[Named object pointing entries]
::::
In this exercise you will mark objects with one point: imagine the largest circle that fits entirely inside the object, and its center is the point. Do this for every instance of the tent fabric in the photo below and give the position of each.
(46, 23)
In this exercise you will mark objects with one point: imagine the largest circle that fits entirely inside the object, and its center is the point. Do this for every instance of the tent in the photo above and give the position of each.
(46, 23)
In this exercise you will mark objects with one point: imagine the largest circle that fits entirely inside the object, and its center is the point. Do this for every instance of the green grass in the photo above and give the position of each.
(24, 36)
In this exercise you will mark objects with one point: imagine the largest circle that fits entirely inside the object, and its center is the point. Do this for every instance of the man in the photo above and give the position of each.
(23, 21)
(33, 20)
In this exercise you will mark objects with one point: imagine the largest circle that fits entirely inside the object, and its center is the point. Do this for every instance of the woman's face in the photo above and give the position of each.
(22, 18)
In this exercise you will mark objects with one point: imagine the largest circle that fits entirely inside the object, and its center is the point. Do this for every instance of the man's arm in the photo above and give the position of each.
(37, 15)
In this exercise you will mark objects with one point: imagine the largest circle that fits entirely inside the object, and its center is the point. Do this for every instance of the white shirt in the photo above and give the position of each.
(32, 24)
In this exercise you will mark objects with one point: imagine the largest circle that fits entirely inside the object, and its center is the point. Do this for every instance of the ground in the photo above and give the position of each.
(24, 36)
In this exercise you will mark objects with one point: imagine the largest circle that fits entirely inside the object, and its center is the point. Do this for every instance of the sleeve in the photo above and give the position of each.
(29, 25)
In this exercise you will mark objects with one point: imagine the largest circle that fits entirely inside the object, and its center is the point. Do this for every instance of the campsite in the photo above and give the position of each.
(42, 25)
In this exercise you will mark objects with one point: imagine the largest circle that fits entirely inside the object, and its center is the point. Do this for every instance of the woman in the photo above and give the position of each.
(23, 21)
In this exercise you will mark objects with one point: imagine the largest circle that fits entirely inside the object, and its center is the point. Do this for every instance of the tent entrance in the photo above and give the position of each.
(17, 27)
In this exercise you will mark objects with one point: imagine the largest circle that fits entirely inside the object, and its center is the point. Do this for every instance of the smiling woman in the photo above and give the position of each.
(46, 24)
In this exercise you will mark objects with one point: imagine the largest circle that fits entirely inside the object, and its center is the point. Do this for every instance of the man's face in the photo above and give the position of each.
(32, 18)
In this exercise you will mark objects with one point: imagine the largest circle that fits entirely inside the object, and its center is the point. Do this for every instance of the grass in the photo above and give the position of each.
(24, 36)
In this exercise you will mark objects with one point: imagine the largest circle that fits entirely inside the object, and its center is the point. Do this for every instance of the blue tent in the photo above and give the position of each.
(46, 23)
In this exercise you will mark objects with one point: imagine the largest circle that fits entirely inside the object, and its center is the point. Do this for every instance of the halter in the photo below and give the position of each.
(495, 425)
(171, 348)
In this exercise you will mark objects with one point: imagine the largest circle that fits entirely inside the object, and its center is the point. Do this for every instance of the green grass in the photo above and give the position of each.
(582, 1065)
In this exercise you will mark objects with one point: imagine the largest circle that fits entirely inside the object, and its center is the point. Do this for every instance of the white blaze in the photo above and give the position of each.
::::
## YOUR GOAL
Quote the whole listing above, leaving nothing out.

## ANSWER TO THE TASK
In this exercise you will mark objects with one point: imagine the largest circle that fits entirely inside the object, and its center is the point. Do this for every instance of the tent fabric in the photo below and give the position of each.
(46, 23)
In this exercise you will mark objects with one point: imagine the largest circle that fits entirely inside the object, and its center is the point. Do this for every instance of the tent in the photo above and give the position of each.
(46, 23)
In this exercise you will mark objects with one point: imagine the largest circle that fits entirely inside the object, and its center is the point. Do this for every instance of the green grass in the photo above and give the position of each.
(24, 36)
In this exercise you will mark objects with one point: imagine the largest circle that fits entirely inside the object, and its center is the point. Do this for every instance of the man in the photo above and give the position of each.
(23, 21)
(33, 20)
In this exercise you will mark objects with one point: imagine the largest circle that fits entirely inside the object, and its center is the point. Do this for every instance of the woman's face in the photo above and give the position of each.
(22, 18)
In this exercise you will mark objects with one point: imagine the largest circle that fits entirely inside the object, and its center is the point. Do this for every instance of the man's arm in the photo above and give the position of each.
(37, 15)
In this exercise you will mark objects with one point: imagine the largest circle that fits entirely inside the object, and its center is the point. Do this for every instance of the white shirt in the photo above and give the position of each.
(32, 24)
In this exercise you will mark objects with one point: imagine the largest circle that fits entirely inside the object, and its center is the point. Do this for every instance of the ground in the photo above and give the position of each.
(24, 36)
In this exercise you will mark objects with one point: imagine the largest circle that fits entirely inside the object, and its center is the point. Do this for every instance of the sleeve in the photo above and give the position of each.
(29, 25)
In this exercise you will mark objects with one point: imagine the largest circle that fits entirely inside the object, and its center is the point. Do this for every instance of the campsite in the photo above and give the position of each.
(42, 25)
In this exercise you will mark objects with one point: imagine the largest circle that fits entirely inside the object, and its center is the point. Do this for every instance of the woman in the photo above and give the position of each.
(23, 21)
In this exercise you will mark objects with one point: imagine the largest circle that fits entirely inside the object, and its center is the point. Do this for every instance of the tent entrance in the photo above and give the position of each.
(17, 27)
In this exercise you will mark objects with one point: imagine the largest circle that fits entirely inside the object, and its center is the point. Do this for every instance of the smiling woman in the photo above and give the position of each.
(46, 24)
In this exercise you will mark objects with one point: imagine the largest circle that fits entirely inside the object, and its center is the point. Do this for every instance of the man's face in the photo above and give the position of each.
(32, 18)
In this exercise you will mark objects with one point: imagine the largest circle that fits entirely inside the object, and its center is the point. Do this for every instance of the grass in the photo above and give the position of each.
(24, 36)
In this exercise you will mark objects with one point: imagine the largest circle that fits entirely inside the object, and its center is the point. Do this for every instance of the blue tent in the photo above and give the position of each.
(46, 23)
In this exercise you will mark objects with one point: imagine the largest circle that fits entirely inside the object, and its center is the point. Do this for every instance of the halter in the photo below and give the position of each.
(495, 425)
(171, 348)
In this exercise you will mark objects with one point: imagine the largest circle that fits entirely inside the object, and its center is the point. Do this for every instance of the green grass in the photo above and give the position of each.
(582, 1065)
In this exercise you will mark objects with one point: imagine the largest circle that fits entirely inside the object, and its center is the point. Do this for every instance of the white blaze in the photo above and give the position of each.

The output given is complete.